Available records —
————————
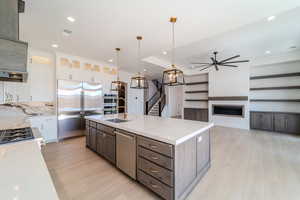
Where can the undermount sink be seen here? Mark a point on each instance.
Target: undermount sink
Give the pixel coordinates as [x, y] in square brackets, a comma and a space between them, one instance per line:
[117, 120]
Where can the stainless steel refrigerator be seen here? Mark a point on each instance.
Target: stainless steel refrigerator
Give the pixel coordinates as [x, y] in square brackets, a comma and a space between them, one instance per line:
[75, 100]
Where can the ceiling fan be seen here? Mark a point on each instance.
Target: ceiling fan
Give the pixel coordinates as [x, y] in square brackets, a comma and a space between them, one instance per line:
[227, 62]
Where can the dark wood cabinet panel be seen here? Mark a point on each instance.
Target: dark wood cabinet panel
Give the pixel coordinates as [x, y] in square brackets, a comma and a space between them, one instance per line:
[203, 151]
[276, 121]
[109, 147]
[93, 138]
[87, 136]
[196, 114]
[261, 121]
[100, 143]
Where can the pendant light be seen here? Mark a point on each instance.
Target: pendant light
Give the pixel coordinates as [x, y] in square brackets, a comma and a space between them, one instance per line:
[116, 85]
[173, 76]
[139, 81]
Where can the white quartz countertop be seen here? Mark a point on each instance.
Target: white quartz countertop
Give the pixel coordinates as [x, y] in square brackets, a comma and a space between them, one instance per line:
[168, 130]
[24, 174]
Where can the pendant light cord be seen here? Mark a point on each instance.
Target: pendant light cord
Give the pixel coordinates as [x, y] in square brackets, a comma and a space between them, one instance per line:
[173, 44]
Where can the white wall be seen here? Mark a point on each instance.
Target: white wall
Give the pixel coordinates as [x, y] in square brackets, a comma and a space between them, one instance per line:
[135, 97]
[174, 100]
[230, 82]
[40, 84]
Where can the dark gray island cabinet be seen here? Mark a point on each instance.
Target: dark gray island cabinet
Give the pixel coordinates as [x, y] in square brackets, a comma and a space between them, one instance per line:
[169, 170]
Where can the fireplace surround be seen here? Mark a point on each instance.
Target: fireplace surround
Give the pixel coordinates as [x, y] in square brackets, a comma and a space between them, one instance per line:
[229, 110]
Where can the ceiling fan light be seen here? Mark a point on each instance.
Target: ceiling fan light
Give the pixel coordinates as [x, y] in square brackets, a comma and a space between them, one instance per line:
[139, 82]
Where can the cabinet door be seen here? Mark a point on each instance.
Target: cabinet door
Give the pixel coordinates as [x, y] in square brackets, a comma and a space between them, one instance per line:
[93, 139]
[262, 121]
[293, 123]
[50, 129]
[203, 151]
[100, 143]
[87, 136]
[280, 122]
[110, 147]
[190, 114]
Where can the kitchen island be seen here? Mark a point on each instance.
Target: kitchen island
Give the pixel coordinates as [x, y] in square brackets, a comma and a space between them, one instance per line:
[168, 156]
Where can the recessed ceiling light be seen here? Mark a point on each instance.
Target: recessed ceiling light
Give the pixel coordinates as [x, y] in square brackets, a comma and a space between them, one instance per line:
[271, 18]
[67, 32]
[71, 19]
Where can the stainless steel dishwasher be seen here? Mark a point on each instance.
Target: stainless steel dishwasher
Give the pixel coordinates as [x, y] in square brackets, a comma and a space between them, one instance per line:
[126, 152]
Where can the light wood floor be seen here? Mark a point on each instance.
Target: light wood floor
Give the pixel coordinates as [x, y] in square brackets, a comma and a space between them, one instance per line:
[246, 165]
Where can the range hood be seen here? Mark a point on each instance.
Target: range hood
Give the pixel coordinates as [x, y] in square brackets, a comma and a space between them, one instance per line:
[13, 52]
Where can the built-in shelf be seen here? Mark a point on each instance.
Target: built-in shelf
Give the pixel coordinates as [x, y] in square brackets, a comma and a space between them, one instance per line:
[197, 83]
[275, 100]
[277, 88]
[196, 91]
[228, 98]
[196, 100]
[275, 76]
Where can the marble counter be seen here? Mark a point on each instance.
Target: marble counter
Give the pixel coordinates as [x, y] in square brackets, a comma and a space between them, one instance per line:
[24, 174]
[168, 130]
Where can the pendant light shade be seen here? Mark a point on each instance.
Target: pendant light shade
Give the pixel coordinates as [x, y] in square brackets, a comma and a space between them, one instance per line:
[139, 81]
[116, 85]
[173, 76]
————————
Given instruction — Lay out every line of the records above as a JSON list of strings, with one string per line and no blank lines. Leave the pictures out.

Output of the exercise —
[
  "Where can the undermount sink be seen here? Mark a point on each instance.",
  "Target: undermount sink",
  "Give the pixel coordinates as [x, y] in square brackets, a comma and a space between them, one instance per line:",
  "[117, 120]",
  "Where can the stainless steel refrigerator be seen here? Mark a point on each instance.",
  "Target: stainless steel refrigerator",
  "Give the pixel coordinates as [x, y] in square brackets, a comma and a space between them, one instance per line:",
  "[75, 100]",
  "Where can the ceiling fan be seen here? Mark a point on each instance.",
  "Target: ceiling fan",
  "Give the pixel coordinates as [x, y] in square brackets, a comma and a space between them, one instance per line:",
  "[227, 62]",
  "Where can the dark wood cabinet panel be seen here? Mark a point on each instance.",
  "Target: dark wood cabinet panel",
  "Give the pixel coordinates as [x, y] in square brackets, a comma and a space between them, one instance per line:",
  "[203, 151]",
  "[276, 121]",
  "[109, 147]",
  "[93, 138]",
  "[87, 136]",
  "[196, 114]",
  "[261, 121]",
  "[100, 143]",
  "Where can the pendant light be seen here? Mark a point on each instance.",
  "Target: pendant light",
  "Give the pixel coordinates as [x, y] in square brackets, a comma and a space between them, one instance per line:",
  "[116, 85]",
  "[173, 76]",
  "[139, 81]",
  "Where can the white quartz countertop be seen here? Mark a point on each instance.",
  "Target: white quartz countertop",
  "Give the pixel coordinates as [x, y] in square brackets, a comma and a space between them, one instance per line:",
  "[168, 130]",
  "[24, 174]",
  "Where can the pendant light cord be seen here? Mark a point on each instance.",
  "Target: pendant light cord",
  "Give the pixel coordinates as [x, y] in square brackets, a comma and a space between them, one instance per line:",
  "[173, 44]",
  "Where can the white wall be seen here? Mark a point on each instance.",
  "Target: white wall",
  "Give the pixel coordinates as [x, y] in square brackets, a comma and a space between them, one instance per line:",
  "[135, 97]",
  "[174, 100]",
  "[230, 82]",
  "[40, 84]",
  "Where can the dark gray island cabinet be seen here? Mark a point on each instance.",
  "Target: dark gray island cabinet",
  "Give the pixel coordinates as [x, y] in square brackets, a comma and a space between them, one instance per line:",
  "[169, 170]",
  "Where can the fireplace surround be seen here? Mark a point on each instance.",
  "Target: fireplace surround",
  "Give the pixel coordinates as [x, y] in square brackets, a comma and a space between them, one instance per line:",
  "[229, 110]",
  "Where can the ceiling fan light be seen here? Mark a point on each instance.",
  "Target: ceiling fan light",
  "Give the pixel coordinates as [x, y] in square brackets, a comma and a space between them, one instance per line:",
  "[139, 82]",
  "Where can the cabinet door be seen here? Mark a point on each instance.",
  "Target: cabinet door",
  "Give the pixel coordinates as [x, y] in square brackets, a comma and a space between them, one instance per line:",
  "[93, 139]",
  "[262, 121]",
  "[293, 123]",
  "[50, 129]",
  "[203, 151]",
  "[100, 143]",
  "[87, 136]",
  "[280, 122]",
  "[110, 147]",
  "[190, 114]",
  "Where can the kitchen island be seen here? Mark a point on each instance.",
  "Target: kitchen island",
  "Give the pixel coordinates as [x, y] in square brackets, a comma and a space between them, one instance per line:",
  "[168, 156]",
  "Where can the recessed ceiling light be seen here? Mark a point on each instance.",
  "Target: recessed ceiling light",
  "Give the pixel coordinates as [x, y] in square brackets, a comma and a space between them, one instance per line:",
  "[271, 18]",
  "[67, 32]",
  "[71, 19]",
  "Where can the stainless steel dishwasher be seen here? Mark a point on each instance.",
  "Target: stainless steel dishwasher",
  "Give the pixel coordinates as [x, y] in square brackets, a comma and a space between them, one instance per line:",
  "[126, 152]",
  "Where can the light wood floor be seen here? Mark a point on each instance.",
  "Target: light wood floor",
  "Give the pixel coordinates as [x, y] in square brackets, a comma and a space between them, one instance per line:",
  "[246, 165]",
  "Where can the range hood be seen here? Mark a point on each instance.",
  "Target: range hood",
  "Give the pixel coordinates as [x, y] in square brackets, a comma and a space between them, one instance per line:",
  "[13, 52]",
  "Where can the built-in shelf be seen here? Mark a point on each instance.",
  "Target: built-in shelf",
  "Give the pixel coordinates as [x, y] in square brackets, a comma and a space between them, one instance per line:",
  "[197, 83]",
  "[275, 100]",
  "[277, 88]",
  "[196, 91]",
  "[228, 98]",
  "[196, 100]",
  "[275, 76]",
  "Where can the marble counter be seen here? Mark a point on each instance.",
  "Target: marble counter",
  "Give the pixel coordinates as [x, y] in square brackets, a comma and a space between them, one instance per line:",
  "[24, 174]",
  "[168, 130]",
  "Where can the pendant light shade be seen here? Mark a point on each instance.",
  "Target: pendant light shade",
  "Give the pixel coordinates as [x, y] in square brackets, a comma and a space between them, one instance per line:",
  "[139, 81]",
  "[116, 85]",
  "[173, 76]"
]